Data extract:

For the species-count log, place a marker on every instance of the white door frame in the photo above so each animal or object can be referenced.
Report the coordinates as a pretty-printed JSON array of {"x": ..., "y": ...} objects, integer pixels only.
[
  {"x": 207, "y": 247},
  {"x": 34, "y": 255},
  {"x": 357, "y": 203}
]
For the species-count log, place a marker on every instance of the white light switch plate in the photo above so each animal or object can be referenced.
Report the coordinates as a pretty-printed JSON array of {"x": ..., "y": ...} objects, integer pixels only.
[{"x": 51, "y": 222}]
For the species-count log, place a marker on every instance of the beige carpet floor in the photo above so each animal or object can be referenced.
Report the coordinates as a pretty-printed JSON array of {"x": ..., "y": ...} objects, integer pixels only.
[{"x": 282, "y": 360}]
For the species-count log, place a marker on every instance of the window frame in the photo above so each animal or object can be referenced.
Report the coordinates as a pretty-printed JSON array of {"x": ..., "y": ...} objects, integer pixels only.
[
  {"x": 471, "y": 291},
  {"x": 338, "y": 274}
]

Work to complete: Each of the entries must be set down exactly, none omitted.

The answer:
For the species-count log, place a marker on every instance of the white door frame in the photo above so each animal or object can be referenced.
Report the coordinates as a pretty-printed JSON array of {"x": ..., "y": ...} objects, integer pixels only.
[
  {"x": 207, "y": 247},
  {"x": 34, "y": 255},
  {"x": 357, "y": 203}
]
For the species-count log, place a marker on every instance of the white light switch plate in the photo above so each animal or object can be referenced.
Report the coordinates as a pretty-printed JSON array of {"x": ..., "y": ...} objects, integer pixels only.
[{"x": 51, "y": 222}]
For the species-count log, place a marker on every instance of the beige carpet floor in the photo above so each animal or object can be referenced.
Report the coordinates as a pretty-printed JSON array of {"x": ..., "y": ...} objects, integer pixels only.
[{"x": 282, "y": 360}]
For the species-count log, place a marker on every instance of the window frame in the photo above so each animal or object can be referenced.
Report the coordinates as a pretty-printed JSON array of {"x": ..., "y": ...} objects, integer pixels only.
[
  {"x": 471, "y": 291},
  {"x": 338, "y": 274}
]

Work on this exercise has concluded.